**Source document**
- - -

This depends highly on location. For example, here in San Francisco, motorists and especially taxi and bus drivers get dangerously irate -- to the point of lunging their vehicles at cyclists -- around even the most law-abiding bicyclists during commute hours. Defensive biking practices in my hometown often requires breaking the law or risking death at the hands of motorists who don't know the law or don't care about it.

In other localities, perhaps with more attentive or able drivers or bus drivers with a weaker union, this may not be true.
posted by majick at 6:44 PM on April 13, 2004

id say lights - tail and headlight are number 1 - have your local bikeshop set you up. ... i think the helmet thing is overblown - if you dont mind wearing it - then a helmet as well. nice lightweight plastic fenders are good to - to keep you clean and dry.

find a pleasant way to ride to your destination, and enjoy getting your workout in to and from work - and being nice to the planet as well. ill get some opinions from my pal gene, a life long commuter, bike shop owner and cycling celeb - and send them your way.

gordon coale offers a good bit of bike culture - and would have some excellent advice for you as well - he's nice.

good for you.
posted by specialk420 at 9:33 PM on April 13, 2004

Another vote for the best lights you can get and mucho reflective gear. Always treat the rules of the road and car drivers with respect, but it's best to presume that if a driver can do something stupid they will. Try to avoid cursing them when they do as they have better weaponry than you.

Decent, lightweight, breathable waterproof gear is essential if you're going to be cycling in all weathers. The brighter the better. Panniers are great, but if you aren't going to be leaving the bike in a secure place you'll need ones that release quickly and easily. Personally, I don't find carrying a change of clothes in a rucksack to be too taxing.

If punctures prove to be a regular occurence you can get your tyres Slimed at any bike shop. This has worked a treat for me over the past two years.

Good luck with it.
posted by squealy at 6:43 AM on April 14, 2004

In my experience, the best thing you can do to avoid flats is not kevlar tires (heavy), liners (heavy) or slime (makes tube impossible to patch) but to keep your tires inflated. I have a friend that used to flat at least once a month. He got very good at changing tubes and patching. When I bought him a pump and showed him what 100 psi was like (for his 700Cx23 no names), he hasn't flatted since, better than 2 years.

Pinch and snakebite flats, the kinds you get with too low a pressure in your tires, are not prevented by kevlar or liners. Slime helps a bit, but not much; a slimed tube will get you home, but then you've got to chuck it. Foul stuff in my opinion.
posted by bonehead at 7:08 AM on April 14, 2004

*sigh* I miss bike commuting.

If you're the type of motorist who is quick to flip the bird at anyone who cuts you off, you'd be advised to work on an attitude change when you get on the bike.

- - -

**Objective A**
Answer these questions using the bike commuting discussion:
(i) In which city does the poster majick say drivers get irate around cyclists during commute hours?
(ii) What tire pressure did bonehead show a friend who used to get flats at least once a month?
(iii) For how long has Slime worked for the poster squealy?

Dataset rows
- - -

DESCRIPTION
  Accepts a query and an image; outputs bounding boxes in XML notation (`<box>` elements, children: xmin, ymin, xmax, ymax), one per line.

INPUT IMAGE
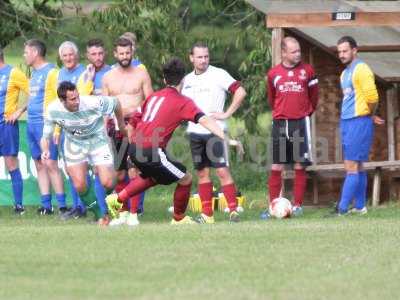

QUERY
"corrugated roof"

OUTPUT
<box><xmin>246</xmin><ymin>0</ymin><xmax>400</xmax><ymax>81</ymax></box>
<box><xmin>246</xmin><ymin>0</ymin><xmax>400</xmax><ymax>14</ymax></box>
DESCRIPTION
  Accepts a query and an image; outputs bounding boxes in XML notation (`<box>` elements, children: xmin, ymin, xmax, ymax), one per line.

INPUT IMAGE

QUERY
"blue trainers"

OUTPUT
<box><xmin>292</xmin><ymin>206</ymin><xmax>303</xmax><ymax>217</ymax></box>
<box><xmin>260</xmin><ymin>209</ymin><xmax>271</xmax><ymax>220</ymax></box>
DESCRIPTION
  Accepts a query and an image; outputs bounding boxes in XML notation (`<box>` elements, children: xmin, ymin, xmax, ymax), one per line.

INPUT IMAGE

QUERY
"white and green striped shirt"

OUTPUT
<box><xmin>43</xmin><ymin>96</ymin><xmax>117</xmax><ymax>142</ymax></box>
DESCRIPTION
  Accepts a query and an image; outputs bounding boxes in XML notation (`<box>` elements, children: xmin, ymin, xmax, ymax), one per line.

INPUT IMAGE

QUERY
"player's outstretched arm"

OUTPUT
<box><xmin>211</xmin><ymin>86</ymin><xmax>246</xmax><ymax>120</ymax></box>
<box><xmin>114</xmin><ymin>101</ymin><xmax>127</xmax><ymax>136</ymax></box>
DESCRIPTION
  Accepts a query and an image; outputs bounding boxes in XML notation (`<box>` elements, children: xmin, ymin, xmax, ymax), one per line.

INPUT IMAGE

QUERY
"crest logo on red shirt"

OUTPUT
<box><xmin>299</xmin><ymin>69</ymin><xmax>307</xmax><ymax>80</ymax></box>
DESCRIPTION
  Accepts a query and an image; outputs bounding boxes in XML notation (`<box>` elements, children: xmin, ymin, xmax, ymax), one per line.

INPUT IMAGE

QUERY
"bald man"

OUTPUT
<box><xmin>262</xmin><ymin>37</ymin><xmax>318</xmax><ymax>218</ymax></box>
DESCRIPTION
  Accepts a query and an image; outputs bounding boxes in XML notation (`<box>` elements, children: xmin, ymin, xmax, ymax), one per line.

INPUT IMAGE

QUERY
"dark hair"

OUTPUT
<box><xmin>86</xmin><ymin>39</ymin><xmax>104</xmax><ymax>48</ymax></box>
<box><xmin>57</xmin><ymin>81</ymin><xmax>76</xmax><ymax>101</ymax></box>
<box><xmin>114</xmin><ymin>38</ymin><xmax>132</xmax><ymax>49</ymax></box>
<box><xmin>25</xmin><ymin>39</ymin><xmax>47</xmax><ymax>57</ymax></box>
<box><xmin>337</xmin><ymin>35</ymin><xmax>357</xmax><ymax>49</ymax></box>
<box><xmin>190</xmin><ymin>42</ymin><xmax>208</xmax><ymax>54</ymax></box>
<box><xmin>163</xmin><ymin>57</ymin><xmax>185</xmax><ymax>86</ymax></box>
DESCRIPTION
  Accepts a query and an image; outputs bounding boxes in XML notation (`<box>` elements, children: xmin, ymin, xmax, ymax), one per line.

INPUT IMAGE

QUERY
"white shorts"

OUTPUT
<box><xmin>63</xmin><ymin>138</ymin><xmax>114</xmax><ymax>167</ymax></box>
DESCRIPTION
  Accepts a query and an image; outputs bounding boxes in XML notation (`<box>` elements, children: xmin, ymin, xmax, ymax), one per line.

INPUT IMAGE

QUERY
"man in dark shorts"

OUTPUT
<box><xmin>182</xmin><ymin>42</ymin><xmax>246</xmax><ymax>224</ymax></box>
<box><xmin>106</xmin><ymin>59</ymin><xmax>236</xmax><ymax>224</ymax></box>
<box><xmin>262</xmin><ymin>37</ymin><xmax>318</xmax><ymax>217</ymax></box>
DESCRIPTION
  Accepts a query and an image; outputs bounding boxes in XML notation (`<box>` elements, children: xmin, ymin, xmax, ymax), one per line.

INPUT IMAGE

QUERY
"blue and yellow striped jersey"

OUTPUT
<box><xmin>28</xmin><ymin>63</ymin><xmax>59</xmax><ymax>123</ymax></box>
<box><xmin>340</xmin><ymin>59</ymin><xmax>379</xmax><ymax>119</ymax></box>
<box><xmin>0</xmin><ymin>65</ymin><xmax>29</xmax><ymax>122</ymax></box>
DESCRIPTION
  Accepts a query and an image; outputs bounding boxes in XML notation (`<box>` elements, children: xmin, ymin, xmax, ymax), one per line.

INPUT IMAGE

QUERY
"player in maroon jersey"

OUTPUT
<box><xmin>106</xmin><ymin>58</ymin><xmax>236</xmax><ymax>224</ymax></box>
<box><xmin>267</xmin><ymin>37</ymin><xmax>318</xmax><ymax>215</ymax></box>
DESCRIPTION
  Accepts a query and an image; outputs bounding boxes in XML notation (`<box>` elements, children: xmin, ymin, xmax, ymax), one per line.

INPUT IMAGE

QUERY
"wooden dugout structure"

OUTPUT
<box><xmin>246</xmin><ymin>0</ymin><xmax>400</xmax><ymax>206</ymax></box>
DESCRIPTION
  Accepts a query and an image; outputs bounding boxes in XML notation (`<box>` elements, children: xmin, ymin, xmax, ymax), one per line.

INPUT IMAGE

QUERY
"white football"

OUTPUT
<box><xmin>269</xmin><ymin>197</ymin><xmax>292</xmax><ymax>219</ymax></box>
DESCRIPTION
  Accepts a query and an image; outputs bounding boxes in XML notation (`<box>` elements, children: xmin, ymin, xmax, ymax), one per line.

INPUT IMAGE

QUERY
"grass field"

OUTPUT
<box><xmin>0</xmin><ymin>188</ymin><xmax>400</xmax><ymax>299</ymax></box>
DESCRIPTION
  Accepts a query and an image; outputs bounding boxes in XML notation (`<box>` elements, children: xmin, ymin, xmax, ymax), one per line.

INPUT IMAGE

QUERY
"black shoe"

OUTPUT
<box><xmin>61</xmin><ymin>207</ymin><xmax>86</xmax><ymax>221</ymax></box>
<box><xmin>37</xmin><ymin>206</ymin><xmax>54</xmax><ymax>216</ymax></box>
<box><xmin>14</xmin><ymin>204</ymin><xmax>25</xmax><ymax>216</ymax></box>
<box><xmin>58</xmin><ymin>206</ymin><xmax>71</xmax><ymax>215</ymax></box>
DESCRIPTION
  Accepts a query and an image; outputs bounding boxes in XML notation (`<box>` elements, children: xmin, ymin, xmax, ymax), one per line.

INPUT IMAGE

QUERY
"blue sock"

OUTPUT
<box><xmin>339</xmin><ymin>173</ymin><xmax>359</xmax><ymax>214</ymax></box>
<box><xmin>355</xmin><ymin>171</ymin><xmax>368</xmax><ymax>209</ymax></box>
<box><xmin>94</xmin><ymin>175</ymin><xmax>107</xmax><ymax>214</ymax></box>
<box><xmin>69</xmin><ymin>177</ymin><xmax>80</xmax><ymax>209</ymax></box>
<box><xmin>40</xmin><ymin>194</ymin><xmax>51</xmax><ymax>209</ymax></box>
<box><xmin>138</xmin><ymin>192</ymin><xmax>145</xmax><ymax>213</ymax></box>
<box><xmin>10</xmin><ymin>168</ymin><xmax>24</xmax><ymax>205</ymax></box>
<box><xmin>56</xmin><ymin>193</ymin><xmax>67</xmax><ymax>208</ymax></box>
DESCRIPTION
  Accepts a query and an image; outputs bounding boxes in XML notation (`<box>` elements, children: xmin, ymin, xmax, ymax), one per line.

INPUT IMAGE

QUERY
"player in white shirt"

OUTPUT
<box><xmin>41</xmin><ymin>81</ymin><xmax>126</xmax><ymax>225</ymax></box>
<box><xmin>182</xmin><ymin>43</ymin><xmax>246</xmax><ymax>223</ymax></box>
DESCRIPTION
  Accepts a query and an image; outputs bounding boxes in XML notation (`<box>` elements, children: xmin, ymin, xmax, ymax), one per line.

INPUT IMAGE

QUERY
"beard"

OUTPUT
<box><xmin>118</xmin><ymin>58</ymin><xmax>132</xmax><ymax>69</ymax></box>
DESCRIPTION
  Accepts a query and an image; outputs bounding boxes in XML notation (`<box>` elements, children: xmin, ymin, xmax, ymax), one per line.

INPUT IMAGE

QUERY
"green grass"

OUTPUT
<box><xmin>0</xmin><ymin>187</ymin><xmax>400</xmax><ymax>300</ymax></box>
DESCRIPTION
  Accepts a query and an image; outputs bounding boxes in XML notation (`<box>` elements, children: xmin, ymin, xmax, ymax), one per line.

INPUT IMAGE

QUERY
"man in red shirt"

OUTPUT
<box><xmin>106</xmin><ymin>59</ymin><xmax>235</xmax><ymax>225</ymax></box>
<box><xmin>267</xmin><ymin>37</ymin><xmax>318</xmax><ymax>215</ymax></box>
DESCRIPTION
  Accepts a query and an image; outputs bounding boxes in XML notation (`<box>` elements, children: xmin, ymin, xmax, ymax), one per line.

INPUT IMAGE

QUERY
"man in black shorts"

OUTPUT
<box><xmin>262</xmin><ymin>37</ymin><xmax>318</xmax><ymax>217</ymax></box>
<box><xmin>182</xmin><ymin>43</ymin><xmax>246</xmax><ymax>224</ymax></box>
<box><xmin>106</xmin><ymin>59</ymin><xmax>241</xmax><ymax>224</ymax></box>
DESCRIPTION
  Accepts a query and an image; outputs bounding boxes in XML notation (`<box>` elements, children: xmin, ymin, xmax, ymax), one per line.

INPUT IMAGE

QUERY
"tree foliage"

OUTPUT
<box><xmin>91</xmin><ymin>0</ymin><xmax>271</xmax><ymax>132</ymax></box>
<box><xmin>0</xmin><ymin>0</ymin><xmax>61</xmax><ymax>47</ymax></box>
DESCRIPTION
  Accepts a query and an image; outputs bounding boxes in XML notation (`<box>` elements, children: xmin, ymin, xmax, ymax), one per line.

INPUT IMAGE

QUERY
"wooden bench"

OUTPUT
<box><xmin>282</xmin><ymin>160</ymin><xmax>400</xmax><ymax>206</ymax></box>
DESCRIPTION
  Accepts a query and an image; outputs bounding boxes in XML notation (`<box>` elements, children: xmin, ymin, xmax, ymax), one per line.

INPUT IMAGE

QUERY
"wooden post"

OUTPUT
<box><xmin>271</xmin><ymin>28</ymin><xmax>283</xmax><ymax>66</ymax></box>
<box><xmin>386</xmin><ymin>88</ymin><xmax>396</xmax><ymax>160</ymax></box>
<box><xmin>372</xmin><ymin>167</ymin><xmax>382</xmax><ymax>207</ymax></box>
<box><xmin>311</xmin><ymin>172</ymin><xmax>319</xmax><ymax>205</ymax></box>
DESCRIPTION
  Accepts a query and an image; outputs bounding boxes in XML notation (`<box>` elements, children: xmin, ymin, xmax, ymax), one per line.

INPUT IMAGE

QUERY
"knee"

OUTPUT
<box><xmin>74</xmin><ymin>180</ymin><xmax>87</xmax><ymax>194</ymax></box>
<box><xmin>216</xmin><ymin>168</ymin><xmax>232</xmax><ymax>181</ymax></box>
<box><xmin>45</xmin><ymin>159</ymin><xmax>59</xmax><ymax>173</ymax></box>
<box><xmin>101</xmin><ymin>177</ymin><xmax>114</xmax><ymax>190</ymax></box>
<box><xmin>4</xmin><ymin>156</ymin><xmax>18</xmax><ymax>172</ymax></box>
<box><xmin>117</xmin><ymin>171</ymin><xmax>126</xmax><ymax>182</ymax></box>
<box><xmin>271</xmin><ymin>164</ymin><xmax>283</xmax><ymax>171</ymax></box>
<box><xmin>178</xmin><ymin>173</ymin><xmax>193</xmax><ymax>185</ymax></box>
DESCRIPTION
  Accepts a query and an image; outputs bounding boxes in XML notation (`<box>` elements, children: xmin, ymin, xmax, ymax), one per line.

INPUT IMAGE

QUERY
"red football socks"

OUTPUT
<box><xmin>268</xmin><ymin>170</ymin><xmax>282</xmax><ymax>202</ymax></box>
<box><xmin>114</xmin><ymin>180</ymin><xmax>129</xmax><ymax>211</ymax></box>
<box><xmin>222</xmin><ymin>183</ymin><xmax>237</xmax><ymax>211</ymax></box>
<box><xmin>293</xmin><ymin>169</ymin><xmax>307</xmax><ymax>206</ymax></box>
<box><xmin>198</xmin><ymin>182</ymin><xmax>213</xmax><ymax>217</ymax></box>
<box><xmin>129</xmin><ymin>193</ymin><xmax>141</xmax><ymax>214</ymax></box>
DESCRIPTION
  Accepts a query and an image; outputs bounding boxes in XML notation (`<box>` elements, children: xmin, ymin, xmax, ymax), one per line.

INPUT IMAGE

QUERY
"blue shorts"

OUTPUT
<box><xmin>0</xmin><ymin>122</ymin><xmax>19</xmax><ymax>156</ymax></box>
<box><xmin>26</xmin><ymin>123</ymin><xmax>58</xmax><ymax>160</ymax></box>
<box><xmin>340</xmin><ymin>116</ymin><xmax>374</xmax><ymax>162</ymax></box>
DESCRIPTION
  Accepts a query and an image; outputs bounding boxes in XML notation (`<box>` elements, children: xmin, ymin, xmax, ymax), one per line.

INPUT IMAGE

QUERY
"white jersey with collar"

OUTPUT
<box><xmin>182</xmin><ymin>65</ymin><xmax>236</xmax><ymax>134</ymax></box>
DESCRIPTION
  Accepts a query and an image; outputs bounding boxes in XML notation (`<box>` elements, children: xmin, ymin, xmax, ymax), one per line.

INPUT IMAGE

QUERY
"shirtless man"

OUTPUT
<box><xmin>102</xmin><ymin>38</ymin><xmax>153</xmax><ymax>226</ymax></box>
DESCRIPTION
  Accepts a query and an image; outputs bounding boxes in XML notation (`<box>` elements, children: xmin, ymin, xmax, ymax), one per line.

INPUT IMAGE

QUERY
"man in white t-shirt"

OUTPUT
<box><xmin>182</xmin><ymin>43</ymin><xmax>246</xmax><ymax>223</ymax></box>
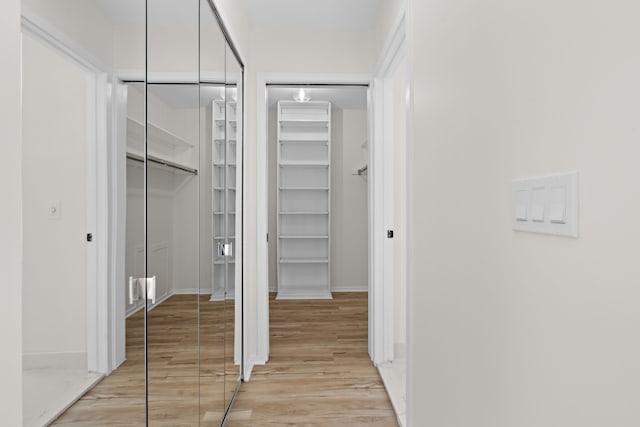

- - -

**Objective B**
Report each line in the records that contains the word "blue".

**Exercise output A**
(i) San Francisco
(ii) 100 psi
(iii) The past two years

**Exercise output B**
"blue trainers"
"blue and yellow striped jersey"
"blue sock"
"blue shorts"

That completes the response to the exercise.